[Some records]
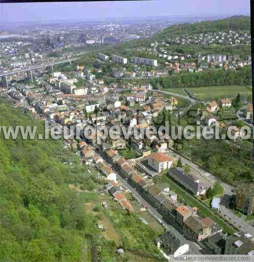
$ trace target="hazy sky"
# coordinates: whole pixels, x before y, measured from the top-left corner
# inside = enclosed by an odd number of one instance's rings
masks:
[[[156,0],[0,4],[1,21],[250,14],[249,0]]]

THE REQUEST:
Can you rewrite the listing above with "top-left corner" replaced by "upper-left corner" and every other line unchanged? Leave the picture out of your answer.

EXERCISE RESPONSE:
$ trace target="hazy sky"
# coordinates: whole pixels, x before y, measured from the upper-left corner
# inside = enclosed by an odd number of one instance's rings
masks:
[[[156,0],[0,4],[1,21],[250,14],[249,0]]]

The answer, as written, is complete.